---------- Source document ----------

[members-announce] **CARAMOOR JAZZ FESTIVAL** ~ JULY 28 and AUGUST 4

Toni Ballard toniballard at townisp.com
Tue Jun 26 10:45:33 EDT 2007


 

For Immediate Release

Contact: Leah Grammatica / LGPR 

212.243.6052, leahgram at aol.com

Katie Barna / Cohn Dutcher Associates 

917.339.7189, kbarna at cohndutcher.com

 

 

CARAMOOR 

ANNOUNCES TWO FULL DAYS OF JAZZ
AS PART OF 2007 FESTIVAL SEASON

 

Performers to include Latin Jazz Legend

Eddie Palmieri’s Afro-Caribbean Jazz Septet, 

David Sánchez Quartet, Steve Turre Quintet,

Joe Lovano/Paquito D’Rivera Festival Ensemble

 

Plus   Brad Mehldau Trio, Fred Hersch, Geri Allen Trio, 

Arturo O’Farrill Trio, Weber Iago & Jovino Santos Neto, 

Odean Pope Saxophone Choir with special guest Joe Lovano 

All-Day Concerts on July 28 and August 4

 

Katonah, New York — As summer brings the sound of jazz to festivals around
the world, the 2007 Caramoor International Music Festival, which The New
York Times called “
 the loveliest Festival of them all,” will present two
days of jazz on two consecutive Saturdays, July 28 and August 4, for
Caramoor’s fourteenth annual Jazz Festival.  Joe Lovano, Caramoor’s Artistic
Director of Jazz, and Jim Luce, Caramoor’s Jazz Festival Producer, have
programmed the all-day Jazz Festivals this year with an emphasis on Latin
Jazz as part of Caramoor’s Latin-American Music Initiative, Sonidos Latinos.

---------- Entries supplied ----------

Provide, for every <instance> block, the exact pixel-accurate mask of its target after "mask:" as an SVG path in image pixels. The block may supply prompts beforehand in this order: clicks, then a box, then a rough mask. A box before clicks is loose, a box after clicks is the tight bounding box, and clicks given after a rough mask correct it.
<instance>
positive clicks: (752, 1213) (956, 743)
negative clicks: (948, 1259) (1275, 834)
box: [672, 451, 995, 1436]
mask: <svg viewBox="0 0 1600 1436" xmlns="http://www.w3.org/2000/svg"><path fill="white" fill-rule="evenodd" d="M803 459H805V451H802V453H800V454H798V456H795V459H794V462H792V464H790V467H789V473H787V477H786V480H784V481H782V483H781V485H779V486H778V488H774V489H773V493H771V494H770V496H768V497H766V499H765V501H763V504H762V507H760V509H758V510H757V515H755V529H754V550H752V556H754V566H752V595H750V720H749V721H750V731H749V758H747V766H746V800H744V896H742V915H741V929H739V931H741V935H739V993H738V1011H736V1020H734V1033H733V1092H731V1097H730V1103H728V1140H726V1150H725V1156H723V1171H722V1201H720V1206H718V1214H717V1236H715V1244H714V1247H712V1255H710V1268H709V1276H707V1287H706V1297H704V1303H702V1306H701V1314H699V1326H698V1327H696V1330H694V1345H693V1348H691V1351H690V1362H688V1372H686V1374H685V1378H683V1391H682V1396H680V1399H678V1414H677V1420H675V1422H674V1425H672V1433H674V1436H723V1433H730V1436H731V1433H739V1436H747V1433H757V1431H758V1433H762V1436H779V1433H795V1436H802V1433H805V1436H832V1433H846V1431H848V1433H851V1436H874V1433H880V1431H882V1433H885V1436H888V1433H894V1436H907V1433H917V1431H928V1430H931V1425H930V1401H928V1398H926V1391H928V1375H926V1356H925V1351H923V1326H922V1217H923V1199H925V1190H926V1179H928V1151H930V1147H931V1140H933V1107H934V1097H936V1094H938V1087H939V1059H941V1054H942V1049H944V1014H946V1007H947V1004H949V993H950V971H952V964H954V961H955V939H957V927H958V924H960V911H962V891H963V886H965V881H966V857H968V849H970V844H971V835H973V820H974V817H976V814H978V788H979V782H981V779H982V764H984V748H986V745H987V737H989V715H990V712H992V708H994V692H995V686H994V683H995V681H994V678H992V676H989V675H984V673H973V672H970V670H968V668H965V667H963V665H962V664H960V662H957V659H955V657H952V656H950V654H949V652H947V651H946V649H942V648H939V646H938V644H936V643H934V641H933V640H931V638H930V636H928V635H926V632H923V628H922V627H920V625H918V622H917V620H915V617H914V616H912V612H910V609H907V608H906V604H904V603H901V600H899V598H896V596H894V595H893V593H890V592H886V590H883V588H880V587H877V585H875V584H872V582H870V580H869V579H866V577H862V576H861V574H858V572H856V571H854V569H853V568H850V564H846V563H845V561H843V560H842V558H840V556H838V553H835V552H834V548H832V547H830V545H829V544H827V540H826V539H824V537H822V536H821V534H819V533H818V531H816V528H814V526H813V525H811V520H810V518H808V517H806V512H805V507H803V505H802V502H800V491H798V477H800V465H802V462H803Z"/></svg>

----------

Things to do:
(1) Substitute "Sundays" for "Saturdays" in the Caramoor jazz press release, starting at "Katonah, New York" and ending at "Initiative, Sonidos Latinos.", and give that stretch of the text with the change.
(2) Proceed with the Caramoor jazz press release, picking up after its last sentence.

Expected results:
(1)
Katonah, New York — As summer brings the sound of jazz to festivals around
the world, the 2007 Caramoor International Music Festival, which The New
York Times called “
 the loveliest Festival of them all,” will present two
days of jazz on two consecutive Sundays, July 28 and August 4, for
Caramoor’s fourteenth annual Jazz Festival.  Joe Lovano, Caramoor’s Artistic
Director of Jazz, and Jim Luce, Caramoor’s Jazz Festival Producer, have
programmed the all-day Jazz Festivals this year with an emphasis on Latin
Jazz as part of Caramoor’s Latin-American Music Initiative, Sonidos Latinos.

(2)
The two days will continue Caramoor’s tradition of presenting world-class
jazz artists in a variety of ensemble settings.

 

Caramoor’s jazz concerts are held in the acoustically superb Venetian
Theater with hourly sets beginning at 3:00 p.m. The music breaks at 6:30
p.m., when jazz fans can enjoy a picnic on the beautiful Caramoor grounds.
Just for jazz, Caramoor’s new exclusive caterer, Great Performances®, will
be on hand to grill chicken, burgers, ribs and hot dogs. The music continues
with sets at 8:00 and 9:00 p.m. Both all-day programs are designed to allow
visitors to come and go throughout the day and evening. Tickets for each
all-day Jazz Festival are priced at $35.00 and $50.00. Tickets may be
ordered by calling the Caramoor Box Office at 914-232-1252 or online at
<http://www.caramoor.org/> caramoor.org.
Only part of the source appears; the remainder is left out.